Scan the listing and copy each line where the word "rough" is present.
"""
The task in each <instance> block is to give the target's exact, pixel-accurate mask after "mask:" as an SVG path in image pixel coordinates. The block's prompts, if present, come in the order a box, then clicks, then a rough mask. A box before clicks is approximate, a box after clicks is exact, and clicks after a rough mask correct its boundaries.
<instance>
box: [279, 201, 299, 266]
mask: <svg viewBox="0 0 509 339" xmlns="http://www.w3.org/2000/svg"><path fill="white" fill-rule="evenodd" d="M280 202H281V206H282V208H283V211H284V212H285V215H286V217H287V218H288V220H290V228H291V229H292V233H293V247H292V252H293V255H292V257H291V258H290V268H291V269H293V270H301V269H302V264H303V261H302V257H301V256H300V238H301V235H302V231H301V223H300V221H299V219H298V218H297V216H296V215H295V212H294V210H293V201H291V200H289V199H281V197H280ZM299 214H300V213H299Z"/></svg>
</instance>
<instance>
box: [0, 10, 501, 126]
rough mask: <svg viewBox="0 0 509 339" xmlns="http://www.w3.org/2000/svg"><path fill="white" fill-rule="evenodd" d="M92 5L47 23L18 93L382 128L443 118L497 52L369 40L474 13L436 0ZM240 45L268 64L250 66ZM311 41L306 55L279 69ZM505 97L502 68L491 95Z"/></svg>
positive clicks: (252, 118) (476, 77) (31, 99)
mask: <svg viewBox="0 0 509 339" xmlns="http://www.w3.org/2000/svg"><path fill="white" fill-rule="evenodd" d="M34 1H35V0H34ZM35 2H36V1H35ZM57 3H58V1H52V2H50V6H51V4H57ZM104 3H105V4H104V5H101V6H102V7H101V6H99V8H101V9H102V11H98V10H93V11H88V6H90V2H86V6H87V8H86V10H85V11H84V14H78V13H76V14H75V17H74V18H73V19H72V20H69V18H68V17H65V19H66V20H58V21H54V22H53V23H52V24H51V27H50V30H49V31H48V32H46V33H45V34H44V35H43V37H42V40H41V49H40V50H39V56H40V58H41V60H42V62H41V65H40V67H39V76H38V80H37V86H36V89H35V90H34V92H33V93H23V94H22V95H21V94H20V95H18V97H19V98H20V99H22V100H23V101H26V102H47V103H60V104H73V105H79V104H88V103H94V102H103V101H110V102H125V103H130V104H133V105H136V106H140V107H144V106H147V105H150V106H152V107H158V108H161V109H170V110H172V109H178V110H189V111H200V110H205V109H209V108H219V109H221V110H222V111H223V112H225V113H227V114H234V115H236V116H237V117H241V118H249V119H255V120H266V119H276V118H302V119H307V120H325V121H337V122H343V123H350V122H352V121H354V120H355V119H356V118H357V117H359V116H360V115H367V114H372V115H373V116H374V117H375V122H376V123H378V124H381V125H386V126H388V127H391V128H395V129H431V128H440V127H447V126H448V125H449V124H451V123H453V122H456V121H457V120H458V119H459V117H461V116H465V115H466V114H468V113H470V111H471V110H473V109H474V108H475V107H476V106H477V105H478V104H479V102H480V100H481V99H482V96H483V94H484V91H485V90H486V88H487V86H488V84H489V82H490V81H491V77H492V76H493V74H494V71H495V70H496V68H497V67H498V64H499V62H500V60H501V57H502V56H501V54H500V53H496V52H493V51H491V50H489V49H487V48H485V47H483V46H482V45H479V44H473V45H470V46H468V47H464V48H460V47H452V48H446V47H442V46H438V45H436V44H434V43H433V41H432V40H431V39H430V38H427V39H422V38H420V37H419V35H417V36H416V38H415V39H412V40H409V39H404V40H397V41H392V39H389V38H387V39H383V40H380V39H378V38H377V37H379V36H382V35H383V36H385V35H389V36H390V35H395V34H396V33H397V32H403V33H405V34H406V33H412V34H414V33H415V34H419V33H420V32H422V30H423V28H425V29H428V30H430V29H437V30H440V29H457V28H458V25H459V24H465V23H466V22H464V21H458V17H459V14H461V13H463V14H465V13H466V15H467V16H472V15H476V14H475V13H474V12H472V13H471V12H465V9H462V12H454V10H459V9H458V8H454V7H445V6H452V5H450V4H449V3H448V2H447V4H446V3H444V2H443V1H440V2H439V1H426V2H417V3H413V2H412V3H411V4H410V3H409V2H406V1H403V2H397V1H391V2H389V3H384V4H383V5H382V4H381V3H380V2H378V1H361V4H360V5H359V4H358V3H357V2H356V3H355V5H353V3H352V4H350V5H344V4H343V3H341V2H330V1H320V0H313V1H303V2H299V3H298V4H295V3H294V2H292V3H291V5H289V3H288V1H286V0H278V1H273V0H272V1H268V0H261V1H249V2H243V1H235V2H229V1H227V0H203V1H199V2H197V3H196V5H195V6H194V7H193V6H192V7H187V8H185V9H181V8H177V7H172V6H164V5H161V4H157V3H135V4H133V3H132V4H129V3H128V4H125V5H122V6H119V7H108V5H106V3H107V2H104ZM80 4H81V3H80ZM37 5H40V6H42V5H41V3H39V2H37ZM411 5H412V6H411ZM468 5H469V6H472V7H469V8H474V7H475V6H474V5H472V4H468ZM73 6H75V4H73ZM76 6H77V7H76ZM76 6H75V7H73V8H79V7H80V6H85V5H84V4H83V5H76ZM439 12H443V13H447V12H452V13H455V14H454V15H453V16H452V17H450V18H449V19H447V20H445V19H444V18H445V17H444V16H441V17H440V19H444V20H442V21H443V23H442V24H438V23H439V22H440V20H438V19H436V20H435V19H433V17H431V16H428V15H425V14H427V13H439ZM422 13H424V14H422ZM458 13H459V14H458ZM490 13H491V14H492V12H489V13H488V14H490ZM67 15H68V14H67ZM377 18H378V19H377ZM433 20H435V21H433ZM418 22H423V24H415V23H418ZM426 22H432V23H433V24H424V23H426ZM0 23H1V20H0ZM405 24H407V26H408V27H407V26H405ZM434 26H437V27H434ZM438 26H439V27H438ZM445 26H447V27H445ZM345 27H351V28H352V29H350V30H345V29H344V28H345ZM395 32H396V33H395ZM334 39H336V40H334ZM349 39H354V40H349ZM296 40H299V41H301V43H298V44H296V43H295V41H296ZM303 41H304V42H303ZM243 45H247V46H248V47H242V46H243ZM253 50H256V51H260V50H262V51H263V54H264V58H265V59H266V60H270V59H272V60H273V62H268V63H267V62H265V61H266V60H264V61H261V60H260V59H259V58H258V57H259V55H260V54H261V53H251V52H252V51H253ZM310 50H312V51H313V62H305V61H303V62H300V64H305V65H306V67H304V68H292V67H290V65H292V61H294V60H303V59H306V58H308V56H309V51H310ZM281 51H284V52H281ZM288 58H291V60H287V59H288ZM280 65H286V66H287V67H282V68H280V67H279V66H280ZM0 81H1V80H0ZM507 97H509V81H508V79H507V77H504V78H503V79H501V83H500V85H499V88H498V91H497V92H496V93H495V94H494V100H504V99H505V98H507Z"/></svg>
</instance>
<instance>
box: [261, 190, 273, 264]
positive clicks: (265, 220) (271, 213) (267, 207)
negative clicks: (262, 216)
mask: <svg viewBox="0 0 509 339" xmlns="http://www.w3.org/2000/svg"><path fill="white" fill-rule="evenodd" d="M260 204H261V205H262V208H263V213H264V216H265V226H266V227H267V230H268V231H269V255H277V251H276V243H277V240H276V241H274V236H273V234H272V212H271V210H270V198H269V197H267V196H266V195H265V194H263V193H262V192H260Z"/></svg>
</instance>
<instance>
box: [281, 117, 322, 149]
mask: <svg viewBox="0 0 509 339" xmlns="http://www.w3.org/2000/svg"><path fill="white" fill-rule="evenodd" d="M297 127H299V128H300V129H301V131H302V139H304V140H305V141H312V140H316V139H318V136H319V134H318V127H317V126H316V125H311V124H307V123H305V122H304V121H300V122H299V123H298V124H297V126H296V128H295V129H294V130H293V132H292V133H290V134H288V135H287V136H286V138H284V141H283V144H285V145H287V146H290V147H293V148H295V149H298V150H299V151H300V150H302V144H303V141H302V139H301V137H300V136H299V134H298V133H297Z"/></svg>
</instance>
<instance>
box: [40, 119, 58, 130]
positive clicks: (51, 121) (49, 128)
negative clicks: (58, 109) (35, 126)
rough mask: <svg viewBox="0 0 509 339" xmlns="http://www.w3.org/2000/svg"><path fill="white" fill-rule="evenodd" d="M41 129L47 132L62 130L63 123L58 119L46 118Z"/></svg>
"""
**Response:**
The task in each <instance> block is to give the target's exact, pixel-accurate mask after "mask:" as an SVG path in image pixel coordinates. The block's prompts, if present, come in the order a box, then clicks, then a rough mask. A box before clicks is approximate, a box after clicks is exact, and clicks after a rough mask correct its boundaries.
rough mask: <svg viewBox="0 0 509 339" xmlns="http://www.w3.org/2000/svg"><path fill="white" fill-rule="evenodd" d="M92 5L47 23L18 93L382 128L443 118L497 52L369 40L474 13L436 0ZM240 45L268 64L250 66ZM311 41L306 55L279 69ZM505 97L502 68L491 95Z"/></svg>
rough mask: <svg viewBox="0 0 509 339" xmlns="http://www.w3.org/2000/svg"><path fill="white" fill-rule="evenodd" d="M41 129L47 132L62 130L63 123L58 119L46 118Z"/></svg>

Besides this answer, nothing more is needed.